PAGE EXTRACT:
'''

What to know about o3 and o4-mini, OpenAI’s new reasoning models

Ben Dickson

6 days ago

multi-purpose robot — Image created with Microsoft Copilot

On the heels of the confusing GPT-4.1 launch, OpenAI has just launched o3 and o4-mini, its newest reasoning models. These models are smarter and more capable than their predecessors and show a step change in the ability of language models to solve complex problems.

Here is what we know about o3 and o4-mini.

What are o3 and o4-mini?

OpenAI o3 and o4-mini are reasoning models, which means they have been designed to “think” before answering a prompt, making them suitable for tasks such as math and coding (and any task that requires logical reasoning and planning).

Like other OpenAI models, there are no details about the architecture of the models and their training data aside from the fact that reinforcement learning played an important role in the models’ reasoning abilities.

The key advantage of o3 is its ability to use tools, including executing code, retrieving files, and using web search. Tool use is a critical part of modern LLM applications, especially agentic systems. One method to apply tool use is to have an external process (e.g., another model or a rule-based system) determine when and how tools such as information retrieval. In contrast, modern reasoning models such as o3 have been trained to natively support tool use.

'''

PROVIDED RECORDS:
'''

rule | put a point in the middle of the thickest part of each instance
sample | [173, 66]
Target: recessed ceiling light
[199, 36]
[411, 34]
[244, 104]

'''

ASSIGNED TASK 1: In the article on o3 and o4-mini, what is said to have played an important role in the models' reasoning abilities?
ASSIGNED TASK 2: According to the article on o3 and o4-mini, why are these models suitable for tasks such as math and coding?
ASSIGNED TASK 3: Resume the article on o3 and o4-mini after its final sentence.

WRITTEN REPLY 1: Reinforcement learning.

WRITTEN REPLY 2: They are reasoning models, designed to "think" before answering a prompt. This makes them suitable for math, coding and any task that requires logical reasoning and planning.

WRITTEN REPLY 3:
This means that during its reasoning process, the model organically determines when it needs to use a tool (e.g., run a web search or run the code it generated) and generates the tokens required for the enclosing application to activate the tool. This enables these models to perform much more complex tasks, such as run multiple search queries as they gradually solve problems and gather new information.

You can see this in action when you look at o3’s reasoning chain—which unfortunately is not the full reasoning tokens. o3 outperforms its predecessors on key coding and reasoning benchmarks, including Codeforces, SWE-bench, and MMMU.

o3 has also been enhanced in image reasoning, which makes them great at tasks that require multi-modal processing, like analyzing images, charts, and graphics. o3 now replaces o1 in ChatGPT, both because it is more capable and is 33% less expensive to run. o3-pro will be coming soon.

o4-mini is OpenAI’s low-cost and fast reasoning model. It outperforms o3-mini on key reasoning benchmarks (and is a hint that the full o4 will be here in a few months).

According to OpenAI, “Compared to previous iterations of our reasoning models, these two models should also feel more natural and conversational, especially as they reference memory and past conversations to make responses more personalized and relevant.”

How good are o3 and o4-mini?

You can currently access o3 and o4-mini through ChatGPT of OpenAI API. Users who have tested them have in general given very positive feedback. Some have described it as a genius-level AI.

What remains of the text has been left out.